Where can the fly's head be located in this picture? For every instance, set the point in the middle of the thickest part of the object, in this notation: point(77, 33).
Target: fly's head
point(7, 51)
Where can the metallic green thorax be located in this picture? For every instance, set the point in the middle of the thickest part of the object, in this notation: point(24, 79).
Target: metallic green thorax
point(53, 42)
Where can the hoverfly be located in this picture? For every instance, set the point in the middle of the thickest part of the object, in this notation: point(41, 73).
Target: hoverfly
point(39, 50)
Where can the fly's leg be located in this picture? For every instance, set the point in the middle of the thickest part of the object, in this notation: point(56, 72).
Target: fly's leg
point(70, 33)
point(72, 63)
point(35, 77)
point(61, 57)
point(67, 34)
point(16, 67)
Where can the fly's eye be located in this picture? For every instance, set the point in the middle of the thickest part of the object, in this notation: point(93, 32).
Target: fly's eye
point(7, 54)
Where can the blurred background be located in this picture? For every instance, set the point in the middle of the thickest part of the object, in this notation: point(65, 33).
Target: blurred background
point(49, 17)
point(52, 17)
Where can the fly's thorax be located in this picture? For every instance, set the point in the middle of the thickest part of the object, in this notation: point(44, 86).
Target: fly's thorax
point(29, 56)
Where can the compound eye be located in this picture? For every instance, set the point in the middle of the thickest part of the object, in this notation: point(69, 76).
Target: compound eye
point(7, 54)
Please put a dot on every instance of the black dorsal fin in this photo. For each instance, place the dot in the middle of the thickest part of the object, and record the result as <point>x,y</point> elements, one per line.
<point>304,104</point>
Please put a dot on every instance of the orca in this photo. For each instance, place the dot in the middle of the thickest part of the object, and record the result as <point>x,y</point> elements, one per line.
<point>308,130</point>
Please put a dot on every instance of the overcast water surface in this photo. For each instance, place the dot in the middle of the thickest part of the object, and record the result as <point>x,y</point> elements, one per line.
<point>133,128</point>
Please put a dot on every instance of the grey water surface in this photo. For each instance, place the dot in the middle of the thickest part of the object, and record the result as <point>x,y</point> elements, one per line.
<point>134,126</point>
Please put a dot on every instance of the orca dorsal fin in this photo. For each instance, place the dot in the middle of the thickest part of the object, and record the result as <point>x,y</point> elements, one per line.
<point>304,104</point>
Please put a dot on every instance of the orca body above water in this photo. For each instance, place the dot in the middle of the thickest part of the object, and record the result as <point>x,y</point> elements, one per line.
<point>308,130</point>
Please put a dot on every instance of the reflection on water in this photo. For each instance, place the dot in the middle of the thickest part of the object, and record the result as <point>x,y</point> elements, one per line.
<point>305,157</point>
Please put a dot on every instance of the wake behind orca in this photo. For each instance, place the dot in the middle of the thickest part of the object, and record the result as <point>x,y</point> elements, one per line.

----

Work request: Find the line containing "Please put a dot on every instance of the reflection", then output it and every line after it to the end of the data, exactly.

Your response:
Please put a dot on every instance of the reflection on water in this photo. For each instance, place the dot in the middle of the thickest part of the object, and record the result as <point>x,y</point> elements, one per line.
<point>305,157</point>
Please put a dot on every instance of the wake behind orca in this photo. For each instance, place the dot in the middle of the thickest part of the object, and record the result as <point>x,y</point> elements, one per line.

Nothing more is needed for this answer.